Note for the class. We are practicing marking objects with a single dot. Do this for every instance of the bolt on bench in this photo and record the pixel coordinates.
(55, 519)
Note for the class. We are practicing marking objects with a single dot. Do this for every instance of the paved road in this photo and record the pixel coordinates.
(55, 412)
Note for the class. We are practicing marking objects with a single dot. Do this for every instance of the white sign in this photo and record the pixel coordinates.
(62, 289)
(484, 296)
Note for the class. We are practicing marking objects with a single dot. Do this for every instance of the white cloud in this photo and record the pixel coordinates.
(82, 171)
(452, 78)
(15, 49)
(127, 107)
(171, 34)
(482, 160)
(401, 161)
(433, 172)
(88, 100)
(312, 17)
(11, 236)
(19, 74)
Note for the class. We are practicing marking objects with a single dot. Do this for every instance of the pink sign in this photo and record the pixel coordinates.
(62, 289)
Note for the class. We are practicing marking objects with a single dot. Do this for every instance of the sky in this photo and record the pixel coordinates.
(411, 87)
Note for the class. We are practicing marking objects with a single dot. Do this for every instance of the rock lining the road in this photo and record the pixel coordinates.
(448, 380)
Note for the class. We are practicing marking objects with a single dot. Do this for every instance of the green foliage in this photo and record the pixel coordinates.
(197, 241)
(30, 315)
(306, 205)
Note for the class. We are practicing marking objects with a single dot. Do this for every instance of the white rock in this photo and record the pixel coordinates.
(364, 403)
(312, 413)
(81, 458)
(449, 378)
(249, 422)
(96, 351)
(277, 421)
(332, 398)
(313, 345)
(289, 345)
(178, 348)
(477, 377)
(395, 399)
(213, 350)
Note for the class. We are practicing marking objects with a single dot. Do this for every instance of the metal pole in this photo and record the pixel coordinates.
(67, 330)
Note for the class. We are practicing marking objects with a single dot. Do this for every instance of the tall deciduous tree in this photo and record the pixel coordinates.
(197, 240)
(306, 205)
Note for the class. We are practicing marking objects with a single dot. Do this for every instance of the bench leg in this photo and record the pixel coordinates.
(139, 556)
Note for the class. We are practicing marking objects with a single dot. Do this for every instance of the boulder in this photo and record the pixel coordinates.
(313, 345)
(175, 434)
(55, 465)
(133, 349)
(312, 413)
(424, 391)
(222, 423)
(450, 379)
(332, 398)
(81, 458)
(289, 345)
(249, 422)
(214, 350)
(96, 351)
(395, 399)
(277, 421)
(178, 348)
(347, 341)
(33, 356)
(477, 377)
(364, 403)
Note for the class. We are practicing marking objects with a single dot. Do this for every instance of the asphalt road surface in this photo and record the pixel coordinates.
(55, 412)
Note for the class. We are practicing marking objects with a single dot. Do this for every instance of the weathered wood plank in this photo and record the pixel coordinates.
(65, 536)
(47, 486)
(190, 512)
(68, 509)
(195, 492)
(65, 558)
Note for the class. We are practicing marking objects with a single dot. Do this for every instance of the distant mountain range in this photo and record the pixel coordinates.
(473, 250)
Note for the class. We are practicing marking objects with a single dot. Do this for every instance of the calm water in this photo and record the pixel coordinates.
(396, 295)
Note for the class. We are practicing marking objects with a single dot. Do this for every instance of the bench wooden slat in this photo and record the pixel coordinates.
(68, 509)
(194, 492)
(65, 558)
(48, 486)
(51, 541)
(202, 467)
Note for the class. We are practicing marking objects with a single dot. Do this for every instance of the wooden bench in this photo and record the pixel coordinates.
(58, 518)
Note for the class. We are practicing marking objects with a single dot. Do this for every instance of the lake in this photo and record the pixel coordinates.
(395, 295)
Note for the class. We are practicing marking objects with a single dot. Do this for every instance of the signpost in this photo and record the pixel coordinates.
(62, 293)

———

» **THE PROBLEM**:
Copy out every item above word for word, keeping each line unchanged.

» **THE ANSWER**:
Note for the class. We are practicing marking objects with a single dot. Do this for every instance of the bolt on bench in this photo and record the pixel coordinates.
(55, 519)
Note for the class. We are practicing marking objects with a single dot. Do this for every instance of the paved road in this photo and record the pixel coordinates.
(55, 412)
Note for the class. We are practicing marking objects with a single dot. Do this for every instance of the white sign in this photo and record the pixel coordinates.
(62, 289)
(484, 296)
Note for the class. We are practicing marking objects with a single dot. Do this for every instance of the white cloud in this photo and record the pixel coordinates.
(82, 171)
(452, 78)
(15, 49)
(127, 107)
(171, 34)
(482, 160)
(401, 161)
(433, 172)
(88, 100)
(312, 17)
(11, 236)
(19, 74)
Note for the class. We are practicing marking objects with a single dot. Do this for every instance of the pink sign in this photo and record the pixel coordinates.
(62, 289)
Note for the class. We are practicing marking objects with a single dot. Do this for every instance of the sky in this photo and record the pixel coordinates.
(411, 87)
Note for the class. We are practicing marking objects with a single dot. Do this for every instance of the rock lining the road in this photo and record the pixel coordinates.
(448, 380)
Note for the class. We are practicing marking objects with a single dot. Do this for every instance of the green foliage in this photo and record the pixel coordinates.
(197, 241)
(30, 315)
(306, 205)
Note for the class. We are practicing marking objects with a single dot. Do this for every instance of the white rock in this photo and record the pixel coordinates.
(364, 403)
(312, 413)
(81, 458)
(449, 378)
(249, 422)
(96, 351)
(277, 421)
(332, 398)
(313, 345)
(289, 345)
(178, 348)
(477, 377)
(395, 399)
(213, 350)
Note for the class. We are practicing marking objects with a single dot. Do this for every instance of the metal pole in this photo and record the pixel coordinates.
(67, 330)
Note for the class. We are practicing marking objects with a single dot. Do this for every instance of the tall deciduous tree in this photo and record the pixel coordinates.
(197, 240)
(306, 205)
Note for the class. We are practicing marking objects with a single dot. Do this for every instance of the bench leg in this photo and record the pixel coordinates.
(139, 556)
Note for the class. We are practicing marking objects with a single dot. Do this for every instance of the boulder in this photo and record the pixel coordinates.
(313, 345)
(175, 434)
(55, 465)
(133, 349)
(312, 413)
(424, 391)
(222, 423)
(450, 379)
(332, 398)
(81, 458)
(289, 345)
(249, 422)
(214, 350)
(96, 351)
(395, 399)
(277, 421)
(178, 348)
(347, 341)
(33, 356)
(477, 377)
(364, 403)
Note for the class. We are practicing marking objects with a single dot. Do this for every instance of the asphalt road surface in this photo and record the pixel coordinates.
(55, 412)
Note for the class. We are practicing marking objects with a single dot. Do this for every instance of the weathered wood plank in this photo and record the pixel coordinates.
(65, 536)
(47, 486)
(190, 512)
(68, 509)
(195, 492)
(65, 558)
Note for the class. We are practicing marking objects with a single dot. Do this for every instance of the distant mountain range in this photo and record the pixel coordinates.
(473, 250)
Note for the class. We are practicing marking objects with a single dot. Do this for every instance of the calm water in this photo and record the pixel coordinates.
(396, 295)
Note for the class. We are practicing marking objects with a single dot. Do this for every instance of the bench wooden slat in this photo and record the pixel coordinates.
(68, 509)
(194, 492)
(65, 558)
(48, 486)
(51, 541)
(202, 467)
Note for the class. We are practicing marking objects with a single dot. Do this for every instance of the wooden bench in this photo and record the pixel coordinates.
(58, 518)
Note for the class. We are practicing marking objects with a single dot. Do this for every instance of the lake in this photo and record the pixel coordinates.
(395, 295)
Note for the class. We are practicing marking objects with a single dot. Do this for every instance of the signpost in this photo and record the pixel coordinates.
(62, 293)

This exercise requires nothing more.